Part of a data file
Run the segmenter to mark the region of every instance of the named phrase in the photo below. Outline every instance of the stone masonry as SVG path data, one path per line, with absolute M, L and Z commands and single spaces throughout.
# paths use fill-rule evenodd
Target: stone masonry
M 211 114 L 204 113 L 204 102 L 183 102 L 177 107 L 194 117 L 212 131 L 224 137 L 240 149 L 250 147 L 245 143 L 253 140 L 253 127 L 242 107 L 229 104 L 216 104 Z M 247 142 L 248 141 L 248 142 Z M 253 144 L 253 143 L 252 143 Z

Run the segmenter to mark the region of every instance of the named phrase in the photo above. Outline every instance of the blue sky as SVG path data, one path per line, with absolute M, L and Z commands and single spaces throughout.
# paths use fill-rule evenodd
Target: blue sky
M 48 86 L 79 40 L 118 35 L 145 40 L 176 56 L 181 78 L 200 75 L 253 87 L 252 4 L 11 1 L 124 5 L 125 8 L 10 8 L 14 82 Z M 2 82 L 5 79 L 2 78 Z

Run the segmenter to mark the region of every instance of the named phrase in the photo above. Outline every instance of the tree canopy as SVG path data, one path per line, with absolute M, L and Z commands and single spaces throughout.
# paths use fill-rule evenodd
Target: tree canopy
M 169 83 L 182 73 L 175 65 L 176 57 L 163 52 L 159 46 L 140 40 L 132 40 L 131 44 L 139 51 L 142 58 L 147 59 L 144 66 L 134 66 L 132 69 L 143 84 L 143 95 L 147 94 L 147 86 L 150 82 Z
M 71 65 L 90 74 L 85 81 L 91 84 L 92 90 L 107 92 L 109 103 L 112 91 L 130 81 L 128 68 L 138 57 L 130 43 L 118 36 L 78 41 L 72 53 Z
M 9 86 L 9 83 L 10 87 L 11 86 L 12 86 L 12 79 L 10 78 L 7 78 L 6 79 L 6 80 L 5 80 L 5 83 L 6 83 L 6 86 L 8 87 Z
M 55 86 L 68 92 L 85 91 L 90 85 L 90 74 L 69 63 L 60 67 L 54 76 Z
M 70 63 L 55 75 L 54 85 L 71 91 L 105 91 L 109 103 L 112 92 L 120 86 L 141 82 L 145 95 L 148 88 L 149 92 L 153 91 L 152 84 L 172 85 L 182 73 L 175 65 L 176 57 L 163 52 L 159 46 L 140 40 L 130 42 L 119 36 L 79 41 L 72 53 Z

Task objective: Put every line of the listing above into a numbered list, leaving out the blank lines.

Task solution:
1. Run the segmenter to mark the region of every instance of the named phrase in the photo below. Outline every instance of the stone masonry as SVG path data, one path per line, with absolute M, L and Z commands and single spaces throughout.
2. # paths use fill-rule evenodd
3. Target: stone masonry
4. M 211 114 L 204 113 L 204 102 L 183 102 L 177 107 L 194 117 L 212 131 L 224 137 L 240 149 L 250 147 L 245 143 L 253 140 L 253 127 L 242 107 L 229 104 L 216 104 Z M 247 142 L 248 141 L 248 142 Z M 253 144 L 253 143 L 252 143 Z
5. Run the segmenter to mark the region of every instance of the named phrase in the photo above. Outline every instance of the blue sky as SVG path data, one path per line, with absolute M, L and Z commands and single spaces throughout.
6. # paths use fill-rule evenodd
7. Target: blue sky
8. M 48 86 L 79 40 L 118 35 L 145 40 L 176 56 L 181 78 L 200 75 L 253 87 L 252 4 L 11 1 L 124 5 L 125 8 L 10 8 L 14 82 Z M 2 82 L 5 79 L 2 78 Z
9. Run the segmenter to mark the region of every instance of the named phrase in the photo above. Outline every instance of the tree canopy as SVG path data, one path per line, with absolute M, L and Z commands and single spaces throughout.
10. # paths use fill-rule evenodd
11. Target: tree canopy
12. M 169 83 L 182 73 L 175 65 L 176 57 L 163 52 L 159 46 L 140 40 L 132 40 L 131 44 L 139 51 L 142 58 L 147 59 L 144 66 L 134 66 L 132 69 L 143 84 L 143 95 L 147 94 L 147 86 L 150 82 Z
13. M 71 65 L 90 74 L 85 81 L 91 84 L 92 90 L 107 92 L 109 103 L 112 91 L 130 81 L 128 68 L 138 57 L 130 43 L 118 36 L 78 41 L 72 53 Z
14. M 9 86 L 9 83 L 10 87 L 11 86 L 12 86 L 12 79 L 10 78 L 7 78 L 6 79 L 6 80 L 5 80 L 5 83 L 6 83 L 6 86 L 8 87 Z
15. M 55 86 L 68 92 L 85 91 L 90 85 L 90 74 L 69 63 L 60 67 L 54 76 Z
16. M 70 63 L 55 75 L 54 85 L 71 91 L 105 91 L 109 103 L 112 92 L 120 86 L 141 82 L 145 95 L 148 88 L 149 92 L 153 91 L 152 84 L 172 85 L 182 73 L 175 65 L 176 57 L 163 52 L 159 46 L 140 40 L 130 42 L 119 36 L 79 41 L 72 53 Z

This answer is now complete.